Riporta tutte le righe dei record in cui compare la parola "building".

====

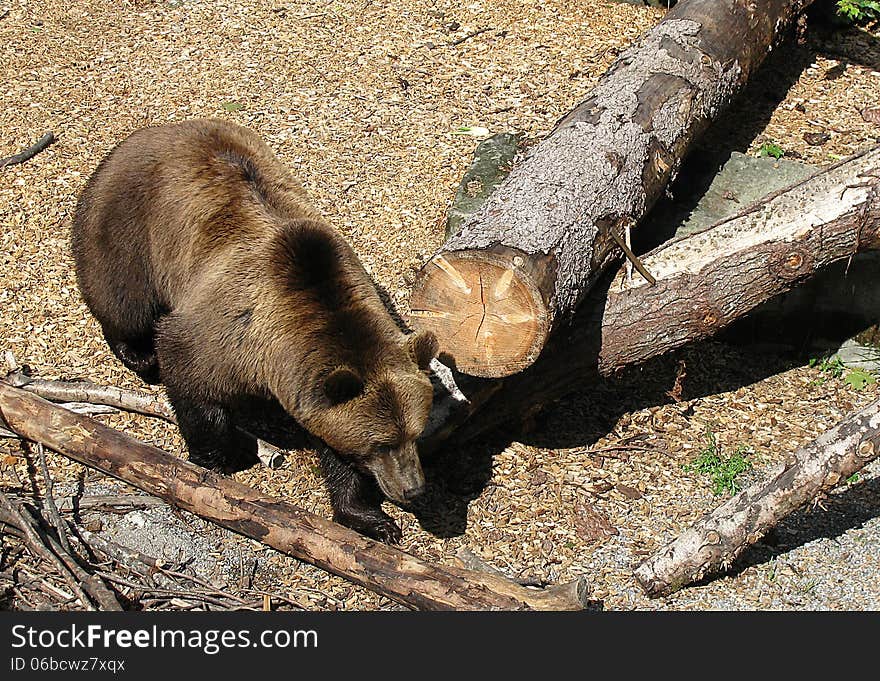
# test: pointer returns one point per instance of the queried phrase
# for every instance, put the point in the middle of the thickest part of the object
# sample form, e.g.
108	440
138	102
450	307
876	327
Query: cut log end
485	310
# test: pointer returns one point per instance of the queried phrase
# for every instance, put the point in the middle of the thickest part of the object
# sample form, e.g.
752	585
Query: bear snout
399	474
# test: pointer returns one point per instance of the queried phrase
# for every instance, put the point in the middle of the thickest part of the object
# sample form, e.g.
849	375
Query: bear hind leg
356	499
137	354
211	437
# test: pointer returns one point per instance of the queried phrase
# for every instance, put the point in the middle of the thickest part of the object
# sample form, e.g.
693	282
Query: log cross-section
525	259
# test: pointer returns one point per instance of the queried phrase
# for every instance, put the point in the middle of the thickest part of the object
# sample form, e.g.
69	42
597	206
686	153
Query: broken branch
714	542
287	528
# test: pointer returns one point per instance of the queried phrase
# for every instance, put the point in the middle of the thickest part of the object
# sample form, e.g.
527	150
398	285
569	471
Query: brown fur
202	259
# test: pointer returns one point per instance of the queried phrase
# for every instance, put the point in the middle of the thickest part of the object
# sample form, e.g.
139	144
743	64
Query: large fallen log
283	526
716	541
704	282
521	264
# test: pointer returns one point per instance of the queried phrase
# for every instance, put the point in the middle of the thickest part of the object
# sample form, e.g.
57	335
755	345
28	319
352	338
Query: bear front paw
374	524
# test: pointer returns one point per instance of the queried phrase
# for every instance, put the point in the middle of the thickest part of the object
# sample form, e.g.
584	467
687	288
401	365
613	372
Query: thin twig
28	153
470	35
13	516
195	594
54	516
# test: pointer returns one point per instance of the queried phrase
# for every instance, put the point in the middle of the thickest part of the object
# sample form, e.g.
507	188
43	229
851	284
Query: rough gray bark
398	575
718	539
543	237
704	282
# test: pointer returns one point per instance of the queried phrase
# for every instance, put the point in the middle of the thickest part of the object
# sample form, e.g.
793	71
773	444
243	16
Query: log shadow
848	509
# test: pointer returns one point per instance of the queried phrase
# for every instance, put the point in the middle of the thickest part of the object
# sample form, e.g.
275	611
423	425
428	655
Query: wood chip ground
364	101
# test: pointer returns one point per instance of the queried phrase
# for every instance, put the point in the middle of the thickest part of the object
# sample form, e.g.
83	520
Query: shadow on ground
779	336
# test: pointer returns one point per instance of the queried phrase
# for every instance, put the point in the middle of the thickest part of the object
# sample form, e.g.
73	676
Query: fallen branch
77	395
91	393
89	589
705	281
497	290
720	537
28	153
393	573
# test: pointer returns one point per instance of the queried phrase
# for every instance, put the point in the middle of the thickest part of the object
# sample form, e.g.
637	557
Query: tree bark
521	264
283	526
704	282
718	539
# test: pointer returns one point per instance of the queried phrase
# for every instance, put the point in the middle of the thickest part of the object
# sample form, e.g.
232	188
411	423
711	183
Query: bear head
374	420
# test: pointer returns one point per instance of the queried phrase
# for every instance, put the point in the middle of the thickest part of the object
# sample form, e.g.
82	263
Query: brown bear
210	272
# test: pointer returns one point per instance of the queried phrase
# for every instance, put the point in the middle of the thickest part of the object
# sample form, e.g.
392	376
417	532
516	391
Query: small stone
629	492
871	114
94	525
816	139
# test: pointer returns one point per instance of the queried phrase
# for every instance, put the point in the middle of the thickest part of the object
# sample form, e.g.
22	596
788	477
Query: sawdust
363	100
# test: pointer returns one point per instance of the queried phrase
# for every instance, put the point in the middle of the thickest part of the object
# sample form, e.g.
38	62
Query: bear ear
422	346
342	385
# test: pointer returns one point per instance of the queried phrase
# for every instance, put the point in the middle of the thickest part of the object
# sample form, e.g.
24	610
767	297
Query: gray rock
742	180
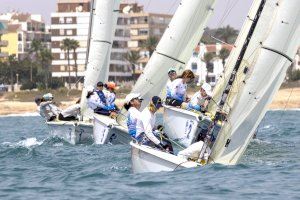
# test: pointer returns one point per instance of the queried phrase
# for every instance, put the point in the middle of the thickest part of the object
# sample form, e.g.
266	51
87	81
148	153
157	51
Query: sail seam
104	41
171	57
278	52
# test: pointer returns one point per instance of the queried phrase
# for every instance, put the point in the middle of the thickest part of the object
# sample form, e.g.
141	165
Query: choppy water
34	165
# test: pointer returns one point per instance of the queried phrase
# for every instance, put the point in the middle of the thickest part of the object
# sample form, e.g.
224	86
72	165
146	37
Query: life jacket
101	96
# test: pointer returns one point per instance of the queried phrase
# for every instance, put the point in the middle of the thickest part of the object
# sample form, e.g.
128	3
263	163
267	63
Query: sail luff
267	70
175	47
228	68
103	27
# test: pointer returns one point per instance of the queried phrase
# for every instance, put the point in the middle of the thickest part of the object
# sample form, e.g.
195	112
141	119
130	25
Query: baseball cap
207	88
131	96
157	102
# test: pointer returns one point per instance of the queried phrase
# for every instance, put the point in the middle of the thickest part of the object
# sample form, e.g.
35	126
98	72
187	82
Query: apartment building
3	43
22	29
142	26
72	21
207	72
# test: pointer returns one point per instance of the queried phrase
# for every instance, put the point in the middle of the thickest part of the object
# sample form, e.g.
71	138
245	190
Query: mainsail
105	16
260	76
175	47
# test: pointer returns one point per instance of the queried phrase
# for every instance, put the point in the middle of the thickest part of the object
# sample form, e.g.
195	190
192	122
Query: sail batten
175	47
267	69
103	26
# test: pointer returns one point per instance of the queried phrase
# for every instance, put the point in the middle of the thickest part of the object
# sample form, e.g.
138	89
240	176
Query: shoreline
285	99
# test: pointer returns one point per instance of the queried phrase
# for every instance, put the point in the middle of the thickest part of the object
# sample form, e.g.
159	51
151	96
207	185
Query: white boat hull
72	132
147	159
108	131
182	125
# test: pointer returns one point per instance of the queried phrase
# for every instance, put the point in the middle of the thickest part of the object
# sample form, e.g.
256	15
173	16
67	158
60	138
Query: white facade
119	67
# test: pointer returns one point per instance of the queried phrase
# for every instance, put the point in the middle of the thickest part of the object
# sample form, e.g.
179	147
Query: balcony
3	43
3	55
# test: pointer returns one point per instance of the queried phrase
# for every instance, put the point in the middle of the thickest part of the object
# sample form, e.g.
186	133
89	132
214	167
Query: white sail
248	104
175	47
103	28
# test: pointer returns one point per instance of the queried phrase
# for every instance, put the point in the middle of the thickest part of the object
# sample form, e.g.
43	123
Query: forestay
267	60
175	47
103	28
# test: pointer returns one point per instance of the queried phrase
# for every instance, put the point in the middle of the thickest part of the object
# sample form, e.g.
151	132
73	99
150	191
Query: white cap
90	88
48	96
131	96
207	88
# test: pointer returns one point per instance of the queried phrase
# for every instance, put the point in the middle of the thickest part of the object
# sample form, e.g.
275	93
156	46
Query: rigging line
227	14
165	55
286	105
172	6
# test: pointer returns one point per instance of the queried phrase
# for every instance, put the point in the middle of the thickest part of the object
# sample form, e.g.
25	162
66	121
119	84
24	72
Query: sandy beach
284	99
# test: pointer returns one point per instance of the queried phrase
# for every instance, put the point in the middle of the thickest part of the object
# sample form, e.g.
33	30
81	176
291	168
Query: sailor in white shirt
178	89
172	76
93	99
199	151
200	99
134	116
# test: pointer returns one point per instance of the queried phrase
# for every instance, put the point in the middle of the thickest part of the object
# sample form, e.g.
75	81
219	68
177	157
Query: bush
28	85
56	83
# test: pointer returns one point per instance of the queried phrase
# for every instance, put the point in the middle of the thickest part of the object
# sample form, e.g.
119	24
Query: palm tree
46	58
224	53
132	57
34	53
11	64
74	46
207	59
150	44
227	34
67	46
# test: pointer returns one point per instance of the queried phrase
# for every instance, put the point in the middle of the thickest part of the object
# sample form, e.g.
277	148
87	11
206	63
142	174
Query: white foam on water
22	115
28	142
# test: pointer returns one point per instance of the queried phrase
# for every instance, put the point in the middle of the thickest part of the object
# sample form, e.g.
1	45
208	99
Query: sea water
34	165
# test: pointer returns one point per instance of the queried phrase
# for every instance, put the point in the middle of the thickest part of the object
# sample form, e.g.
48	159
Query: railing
3	43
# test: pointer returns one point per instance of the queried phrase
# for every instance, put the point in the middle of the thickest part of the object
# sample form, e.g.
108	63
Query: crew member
178	89
200	99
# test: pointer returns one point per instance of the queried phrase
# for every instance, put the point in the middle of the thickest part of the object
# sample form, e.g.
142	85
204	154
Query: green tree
224	53
67	47
132	57
74	46
12	62
227	34
34	53
46	57
207	59
150	44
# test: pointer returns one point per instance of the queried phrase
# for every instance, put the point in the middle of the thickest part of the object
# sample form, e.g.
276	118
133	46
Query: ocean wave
22	115
27	143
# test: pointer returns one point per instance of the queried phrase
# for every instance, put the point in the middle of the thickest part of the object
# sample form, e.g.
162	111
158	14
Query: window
61	20
143	32
194	66
62	68
19	37
62	56
69	32
69	20
20	48
134	32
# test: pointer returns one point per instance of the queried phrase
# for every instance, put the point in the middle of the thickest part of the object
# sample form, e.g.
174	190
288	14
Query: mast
90	32
239	61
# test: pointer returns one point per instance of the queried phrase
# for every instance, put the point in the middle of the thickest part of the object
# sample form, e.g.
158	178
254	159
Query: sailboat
173	50
263	54
104	15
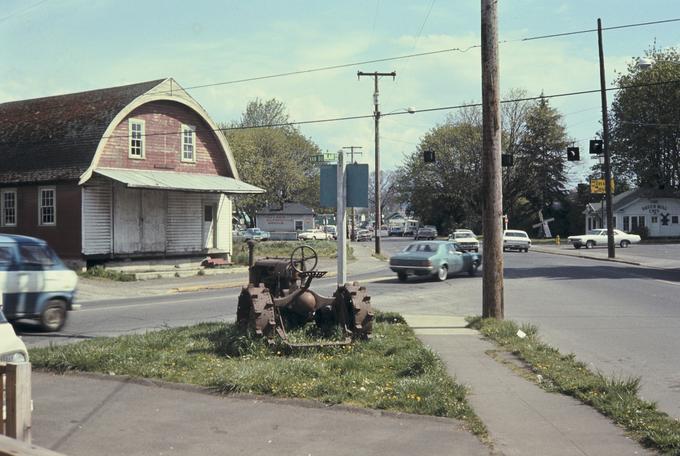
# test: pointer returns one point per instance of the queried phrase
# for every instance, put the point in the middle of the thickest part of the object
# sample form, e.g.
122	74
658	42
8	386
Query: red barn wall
65	236
162	126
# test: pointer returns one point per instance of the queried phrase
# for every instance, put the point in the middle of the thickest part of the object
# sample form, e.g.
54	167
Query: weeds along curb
616	398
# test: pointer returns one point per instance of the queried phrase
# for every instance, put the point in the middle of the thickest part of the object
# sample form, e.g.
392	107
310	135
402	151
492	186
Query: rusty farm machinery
278	297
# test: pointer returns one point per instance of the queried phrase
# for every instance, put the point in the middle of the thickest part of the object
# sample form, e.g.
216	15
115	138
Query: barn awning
170	180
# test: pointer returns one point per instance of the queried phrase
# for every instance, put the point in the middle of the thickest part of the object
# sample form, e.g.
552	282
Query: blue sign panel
356	183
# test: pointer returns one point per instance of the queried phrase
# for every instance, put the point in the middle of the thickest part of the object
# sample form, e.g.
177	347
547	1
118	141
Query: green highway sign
323	158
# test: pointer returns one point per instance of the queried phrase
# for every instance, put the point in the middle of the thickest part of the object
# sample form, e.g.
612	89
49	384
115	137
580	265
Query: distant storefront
657	211
284	222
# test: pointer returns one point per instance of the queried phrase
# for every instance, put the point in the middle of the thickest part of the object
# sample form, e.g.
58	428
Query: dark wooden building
138	170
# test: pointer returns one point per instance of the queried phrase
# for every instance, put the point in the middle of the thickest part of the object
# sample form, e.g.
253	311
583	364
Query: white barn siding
224	228
185	222
96	215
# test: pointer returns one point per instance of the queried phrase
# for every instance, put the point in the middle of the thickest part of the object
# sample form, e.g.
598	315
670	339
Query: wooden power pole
492	190
376	116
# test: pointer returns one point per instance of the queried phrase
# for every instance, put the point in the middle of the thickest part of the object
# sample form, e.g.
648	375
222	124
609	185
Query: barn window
47	207
136	131
9	207
188	143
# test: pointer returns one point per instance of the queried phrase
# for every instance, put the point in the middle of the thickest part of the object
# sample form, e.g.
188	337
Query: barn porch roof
170	180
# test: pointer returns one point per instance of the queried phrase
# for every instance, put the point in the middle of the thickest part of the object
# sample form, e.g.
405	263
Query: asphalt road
620	319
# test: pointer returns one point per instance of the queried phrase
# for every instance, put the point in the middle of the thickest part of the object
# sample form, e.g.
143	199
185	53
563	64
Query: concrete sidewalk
626	256
90	416
522	418
99	415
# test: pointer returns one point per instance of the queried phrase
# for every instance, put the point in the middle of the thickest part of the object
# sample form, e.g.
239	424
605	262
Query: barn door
153	221
209	229
126	215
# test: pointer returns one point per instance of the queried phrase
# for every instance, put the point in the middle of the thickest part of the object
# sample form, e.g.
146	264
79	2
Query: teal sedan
434	258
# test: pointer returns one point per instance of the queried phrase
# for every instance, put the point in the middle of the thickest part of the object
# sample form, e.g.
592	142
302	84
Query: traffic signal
596	146
573	154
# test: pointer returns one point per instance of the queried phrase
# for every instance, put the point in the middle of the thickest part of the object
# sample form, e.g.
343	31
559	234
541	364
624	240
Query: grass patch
99	272
283	249
392	371
616	398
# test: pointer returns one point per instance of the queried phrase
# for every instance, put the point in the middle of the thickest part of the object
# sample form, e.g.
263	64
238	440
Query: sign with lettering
597	186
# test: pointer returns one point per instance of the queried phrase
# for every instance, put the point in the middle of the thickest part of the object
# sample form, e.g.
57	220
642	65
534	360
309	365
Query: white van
34	282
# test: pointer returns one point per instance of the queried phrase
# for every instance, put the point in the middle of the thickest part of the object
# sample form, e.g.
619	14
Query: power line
357	117
421	54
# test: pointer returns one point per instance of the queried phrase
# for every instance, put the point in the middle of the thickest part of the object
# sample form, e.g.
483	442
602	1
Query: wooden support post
492	191
18	401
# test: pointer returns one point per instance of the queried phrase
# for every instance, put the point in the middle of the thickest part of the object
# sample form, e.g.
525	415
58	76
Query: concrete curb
208	391
589	257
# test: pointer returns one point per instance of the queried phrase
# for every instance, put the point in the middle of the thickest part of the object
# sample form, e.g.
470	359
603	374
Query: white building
658	210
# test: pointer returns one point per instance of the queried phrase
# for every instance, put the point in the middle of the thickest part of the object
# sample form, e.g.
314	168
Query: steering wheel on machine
300	256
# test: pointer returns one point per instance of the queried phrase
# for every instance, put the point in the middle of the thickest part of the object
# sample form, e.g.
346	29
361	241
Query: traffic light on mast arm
573	154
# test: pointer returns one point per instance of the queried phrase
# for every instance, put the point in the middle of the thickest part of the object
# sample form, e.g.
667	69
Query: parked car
434	258
313	234
516	240
363	235
599	237
466	239
331	230
12	349
36	283
426	232
256	234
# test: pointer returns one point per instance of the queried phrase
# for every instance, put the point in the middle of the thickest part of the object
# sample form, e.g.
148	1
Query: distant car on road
331	230
466	239
599	237
256	234
516	240
426	232
313	234
434	258
363	235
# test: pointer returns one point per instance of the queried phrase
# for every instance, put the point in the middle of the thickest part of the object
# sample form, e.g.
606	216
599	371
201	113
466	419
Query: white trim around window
47	206
137	141
8	207
188	144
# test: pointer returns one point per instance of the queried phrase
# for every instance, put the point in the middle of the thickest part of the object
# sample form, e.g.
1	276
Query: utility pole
351	161
605	146
341	220
376	115
492	190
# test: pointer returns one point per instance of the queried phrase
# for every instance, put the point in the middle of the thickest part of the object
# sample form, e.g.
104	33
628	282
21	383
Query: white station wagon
599	237
34	282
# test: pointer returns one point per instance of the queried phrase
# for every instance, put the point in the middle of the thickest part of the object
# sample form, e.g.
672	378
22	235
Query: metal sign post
341	226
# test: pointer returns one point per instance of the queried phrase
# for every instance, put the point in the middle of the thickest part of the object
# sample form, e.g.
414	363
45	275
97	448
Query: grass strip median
392	371
616	398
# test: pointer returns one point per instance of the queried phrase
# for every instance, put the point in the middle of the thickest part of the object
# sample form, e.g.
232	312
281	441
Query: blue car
434	258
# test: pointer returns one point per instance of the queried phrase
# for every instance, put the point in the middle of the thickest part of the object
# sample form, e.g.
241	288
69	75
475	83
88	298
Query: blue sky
51	47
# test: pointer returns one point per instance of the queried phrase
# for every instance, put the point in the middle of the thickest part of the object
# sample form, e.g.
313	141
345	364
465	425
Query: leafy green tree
645	122
540	160
446	193
277	159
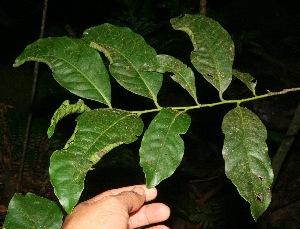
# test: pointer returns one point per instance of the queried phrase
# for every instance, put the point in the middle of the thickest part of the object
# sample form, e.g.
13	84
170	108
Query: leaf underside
98	132
162	148
247	163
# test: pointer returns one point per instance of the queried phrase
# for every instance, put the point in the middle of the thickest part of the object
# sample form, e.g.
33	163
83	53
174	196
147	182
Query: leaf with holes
98	132
213	52
162	148
247	163
128	53
75	66
32	211
183	75
66	109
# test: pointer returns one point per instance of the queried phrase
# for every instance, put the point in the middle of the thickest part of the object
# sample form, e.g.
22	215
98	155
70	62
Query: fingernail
139	191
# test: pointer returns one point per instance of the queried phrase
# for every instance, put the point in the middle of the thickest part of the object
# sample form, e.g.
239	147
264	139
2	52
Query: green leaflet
32	211
98	132
247	163
64	110
162	148
213	49
75	66
183	75
128	53
246	78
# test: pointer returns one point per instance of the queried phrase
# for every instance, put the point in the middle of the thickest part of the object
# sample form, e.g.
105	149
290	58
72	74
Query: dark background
267	39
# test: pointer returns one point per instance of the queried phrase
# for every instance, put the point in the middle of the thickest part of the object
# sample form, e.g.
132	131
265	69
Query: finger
132	200
150	193
149	214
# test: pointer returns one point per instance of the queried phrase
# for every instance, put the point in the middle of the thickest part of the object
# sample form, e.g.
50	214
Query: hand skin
121	208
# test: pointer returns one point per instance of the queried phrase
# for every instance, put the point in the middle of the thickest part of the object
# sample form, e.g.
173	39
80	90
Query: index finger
150	193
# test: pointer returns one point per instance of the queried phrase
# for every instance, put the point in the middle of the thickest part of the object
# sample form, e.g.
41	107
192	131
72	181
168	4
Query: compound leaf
128	53
247	163
98	132
213	52
183	75
65	109
162	148
32	211
75	66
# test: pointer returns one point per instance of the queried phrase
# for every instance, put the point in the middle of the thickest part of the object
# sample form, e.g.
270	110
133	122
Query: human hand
119	209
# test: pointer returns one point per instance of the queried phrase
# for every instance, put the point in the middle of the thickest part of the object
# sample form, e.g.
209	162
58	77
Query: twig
31	103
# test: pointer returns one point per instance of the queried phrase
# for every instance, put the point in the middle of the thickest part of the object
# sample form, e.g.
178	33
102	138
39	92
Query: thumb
133	200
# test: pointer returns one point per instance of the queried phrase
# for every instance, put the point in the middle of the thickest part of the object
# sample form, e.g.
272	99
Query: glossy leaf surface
247	163
183	75
66	109
32	211
98	132
213	52
127	53
246	78
162	148
75	66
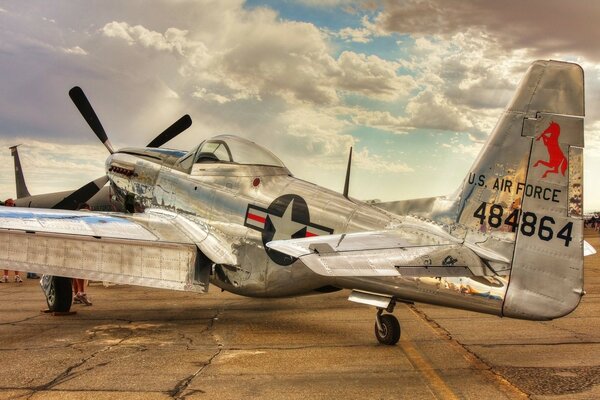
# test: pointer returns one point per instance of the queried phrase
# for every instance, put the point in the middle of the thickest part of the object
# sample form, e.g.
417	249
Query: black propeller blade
86	192
178	126
81	195
86	110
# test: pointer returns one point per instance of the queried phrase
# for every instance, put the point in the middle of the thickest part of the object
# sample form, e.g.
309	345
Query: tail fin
19	178
525	190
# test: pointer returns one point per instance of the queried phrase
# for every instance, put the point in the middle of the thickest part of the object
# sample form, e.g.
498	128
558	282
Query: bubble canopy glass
232	149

====

*Risultato:*
Query: apartment building
Query: dark wooden building
Query: white building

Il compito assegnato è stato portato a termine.